Published January 2022


Shores & Islands recently sat down with Kristina Smith, Marketing and Communications Manager at Rutherford B. Hayes Presidential Library & Museums to learn a bit more about the museum, President Hayes, and Kristina’s thoughts on Shores & Islands Ohio as a great place to play, live, and work.

S&I: Tell us about your role at the museum.

Kristina: I’m the marketing/communications manager, which involves wearing a lot of hats. That’s one of the things I love about it. My job includes managing social media accounts, writing news releases, designing newsletters and writing the content for them, designing a variety of promotional material, making and editing videos that range from promotional to educational, taking photos at events, helping to plan events and working events, determining where to advertise, designing ads, and more. I also handle media interviews, which means either I am the person interviewed or set up having staff talk with reporters from various news outlets. For one of our recent special exhibits, I even got to write text for a couple of the exhibit panels, which was really exciting for me.

S&I: Tell us about President Hayes. What is his legacy?

Kristina: Rutherford B. Hayes was our 19th president, and he served from 1877-1881. Hayes was born in Delaware, Ohio. He attended Kenyon College in Gambier, Ohio, and Harvard Law School. He was the first U.S. president to have a law degree. During his career as a lawyer in Cincinnati, he successfully helped to defend runaway slaves. He served the Union Army in the Civil War, rising to the rank of General. Hayes felt his Civil War service was his most important contribution in life and always preferred to be called “General Hayes,” even after he was elected president. Education was one of the main issues for which he advocated. He helped to found The Ohio State University when he was governor, and he was a strong proponent of public education and skilled-trades training. Fun fact, he also started what is today the White House Easter Egg Roll.

Objective 1 >> Rewrite the interview from "Kristina: I’m the" to "is his legacy?", changing "news releases" to "press releases".
Objective 2 >> In the interview, which university did Hayes help to found while he was governor?
Rely only on the interview text above.

A series of records

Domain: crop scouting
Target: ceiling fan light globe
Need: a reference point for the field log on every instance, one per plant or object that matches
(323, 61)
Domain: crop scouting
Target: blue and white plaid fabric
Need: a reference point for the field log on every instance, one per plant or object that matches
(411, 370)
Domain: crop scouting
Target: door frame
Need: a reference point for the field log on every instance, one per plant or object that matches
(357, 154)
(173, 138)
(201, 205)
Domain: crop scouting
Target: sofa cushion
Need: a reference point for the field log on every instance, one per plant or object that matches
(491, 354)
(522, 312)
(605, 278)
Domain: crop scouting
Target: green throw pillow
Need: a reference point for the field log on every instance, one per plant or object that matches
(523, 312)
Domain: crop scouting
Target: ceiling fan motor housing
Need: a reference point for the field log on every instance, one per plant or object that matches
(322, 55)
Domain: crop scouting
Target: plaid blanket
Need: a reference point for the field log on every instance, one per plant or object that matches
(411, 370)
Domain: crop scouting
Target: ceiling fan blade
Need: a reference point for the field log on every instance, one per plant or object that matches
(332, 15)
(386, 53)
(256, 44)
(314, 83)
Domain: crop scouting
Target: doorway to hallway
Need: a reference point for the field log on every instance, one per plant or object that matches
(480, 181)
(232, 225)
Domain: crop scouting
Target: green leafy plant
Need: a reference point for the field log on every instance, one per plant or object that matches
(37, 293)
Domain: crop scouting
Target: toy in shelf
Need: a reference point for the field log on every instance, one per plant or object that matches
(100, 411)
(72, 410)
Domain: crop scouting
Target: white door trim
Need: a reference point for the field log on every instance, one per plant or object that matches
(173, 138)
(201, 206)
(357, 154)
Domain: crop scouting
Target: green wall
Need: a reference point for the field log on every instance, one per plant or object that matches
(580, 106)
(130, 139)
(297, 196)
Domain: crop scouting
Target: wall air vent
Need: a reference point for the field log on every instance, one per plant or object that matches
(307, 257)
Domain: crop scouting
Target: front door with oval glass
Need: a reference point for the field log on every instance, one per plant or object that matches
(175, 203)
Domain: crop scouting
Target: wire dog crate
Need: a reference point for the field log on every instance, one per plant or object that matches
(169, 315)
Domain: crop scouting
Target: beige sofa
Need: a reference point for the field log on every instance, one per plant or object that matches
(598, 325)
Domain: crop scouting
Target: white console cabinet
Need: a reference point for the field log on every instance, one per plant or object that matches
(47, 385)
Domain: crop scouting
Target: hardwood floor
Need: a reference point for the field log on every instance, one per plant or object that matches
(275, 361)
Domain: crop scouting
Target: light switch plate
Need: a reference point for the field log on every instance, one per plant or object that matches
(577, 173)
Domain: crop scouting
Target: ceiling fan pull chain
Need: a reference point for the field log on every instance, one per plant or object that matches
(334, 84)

Final answer 1 >>
Kristina: I’m the marketing/communications manager, which involves wearing a lot of hats. That’s one of the things I love about it. My job includes managing social media accounts, writing press releases, designing newsletters and writing the content for them, designing a variety of promotional material, making and editing videos that range from promotional to educational, taking photos at events, helping to plan events and working events, determining where to advertise, designing ads, and more. I also handle media interviews, which means either I am the person interviewed or set up having staff talk with reporters from various news outlets. For one of our recent special exhibits, I even got to write text for a couple of the exhibit panels, which was really exciting for me.

S&I: Tell us about President Hayes. What is his legacy?

Final answer 2 >> The Ohio State University